* Quoted text *
--- BEGIN ---
A subclass method definition can delegate to a superclass’ definition using a function object (unbound method in Python 2).

class Base(object):
  def greet(self, name): print('Welcome', name)

class Sub(object):
  def greet(self, name):
    print('Well Met and', end=' ')
    Base.greet(self, name)

x = Sub()
x.greet('Alex')

Method delegation is also common with __init__ in order for base classes to perform their initialization. A base class’ __init__ should never be called if that’s the only thing in the subclass’ definition, since that would already occur by inheriting the base class definition.

def Base:
  def __init__(self):
    self.attr = 1

class Derived(object):
  def __init__(self):
    Base.__init__(self)
    self.attr = 2

Using explicit superclass method delegation can end up calling the same method multiple times in the case of multiple inheritance.

class A(object):
  def met(self): print('A.met')

class B(A):
  def met(self):
    print('B.met')
    A.met(self)
    # super(B, self).met()

class C(A):
  def met(self):
    print('C.met')
    A.met(self)
    # super(C, self).met()

class D(B, C):
  # NOTE
  # This calls A.met() twice through B and C's met()
  def met(self):
    print('D.met')
    B.met(self)
    C.met(self)
    # super(D, self).met()

Multiple calls to the same method due to multiple inheritance can be avoided by using the super() built-in. In Python 2, super(class, obj) returns a special superobject of obj such that attribute lookup on it begins after the class class in obj’s MRO. In Python 3, super() with no arguments works the same way.

class A(object):
  def met(self): print('A.met')

class B(A):
  def met(self):
    print('B.met')
    super(B, self).met()

class C(A):
  def met(self):
    print('C.met')
    super(C, self).met()

class D(B, C):
  def met(self):
    print('D.met')
    super(D, self).met()

Explicitly calling superclass methods through function objects can still be useful when calling methods with different and incompatible signatures but same name.

Inheritance doesn’t provide a way to delete or hide a base class’ attributes noninvasively. Workarounds include overriding a method and raising an exception, hiding attributes and defining __getattr__ for selective delegation, or overriding __getattribute__.
--- END ---
* Rows *
--- BEGIN ---
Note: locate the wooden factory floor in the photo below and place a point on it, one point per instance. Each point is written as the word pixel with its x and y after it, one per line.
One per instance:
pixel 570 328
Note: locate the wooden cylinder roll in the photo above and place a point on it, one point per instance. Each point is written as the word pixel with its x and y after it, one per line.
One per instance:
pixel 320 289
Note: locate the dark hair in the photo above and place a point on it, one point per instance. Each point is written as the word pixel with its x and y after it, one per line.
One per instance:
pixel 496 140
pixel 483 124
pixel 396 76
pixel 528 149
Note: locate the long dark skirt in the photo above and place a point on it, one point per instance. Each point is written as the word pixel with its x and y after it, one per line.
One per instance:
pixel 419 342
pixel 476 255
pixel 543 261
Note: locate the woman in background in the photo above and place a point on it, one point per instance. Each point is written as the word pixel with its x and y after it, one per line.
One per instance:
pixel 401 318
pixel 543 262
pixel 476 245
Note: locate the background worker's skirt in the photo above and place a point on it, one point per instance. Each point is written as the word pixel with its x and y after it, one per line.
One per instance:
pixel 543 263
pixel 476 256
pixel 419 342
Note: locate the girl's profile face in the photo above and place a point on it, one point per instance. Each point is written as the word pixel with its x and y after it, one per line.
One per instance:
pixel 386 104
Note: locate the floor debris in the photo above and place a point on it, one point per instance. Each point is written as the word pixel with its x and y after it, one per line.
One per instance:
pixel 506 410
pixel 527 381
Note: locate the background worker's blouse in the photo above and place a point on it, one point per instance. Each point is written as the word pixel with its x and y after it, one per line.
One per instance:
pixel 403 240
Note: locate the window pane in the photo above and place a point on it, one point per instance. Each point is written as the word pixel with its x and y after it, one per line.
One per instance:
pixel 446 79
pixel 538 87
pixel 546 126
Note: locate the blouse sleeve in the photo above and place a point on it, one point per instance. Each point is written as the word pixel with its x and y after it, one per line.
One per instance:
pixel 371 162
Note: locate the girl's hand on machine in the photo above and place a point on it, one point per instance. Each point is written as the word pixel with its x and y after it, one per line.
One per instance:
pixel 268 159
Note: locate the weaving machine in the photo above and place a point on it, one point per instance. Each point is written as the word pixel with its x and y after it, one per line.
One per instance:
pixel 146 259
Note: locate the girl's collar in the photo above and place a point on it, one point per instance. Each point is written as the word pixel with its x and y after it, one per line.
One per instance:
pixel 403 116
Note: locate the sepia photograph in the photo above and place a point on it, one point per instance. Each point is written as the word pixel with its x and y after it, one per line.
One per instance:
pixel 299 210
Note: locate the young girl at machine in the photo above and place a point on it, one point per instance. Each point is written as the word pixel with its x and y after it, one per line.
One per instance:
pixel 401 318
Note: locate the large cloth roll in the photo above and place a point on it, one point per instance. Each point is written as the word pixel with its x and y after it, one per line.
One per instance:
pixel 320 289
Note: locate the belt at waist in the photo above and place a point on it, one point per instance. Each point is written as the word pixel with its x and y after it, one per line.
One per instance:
--- END ---
* Short exercise A *
Retype the part of the Python delegation notes starting at "Method delegation is" and ending at "Base.__init__(self)".
* Short exercise B *
Name every workaround the Python delegation notes give for deleting or hiding a base class's attributes.

* Task solution A *
Method delegation is also common with __init__ in order for base classes to perform their initialization. A base class’ __init__ should never be called if that’s the only thing in the subclass’ definition, since that would already occur by inheriting the base class definition.

def Base:
  def __init__(self):
    self.attr = 1

class Derived(object):
  def __init__(self):
    Base.__init__(self)

* Task solution B *
- Overriding a method and raising an exception
- Hiding attributes and defining __getattr__ for selective delegation
- Overriding __getattribute__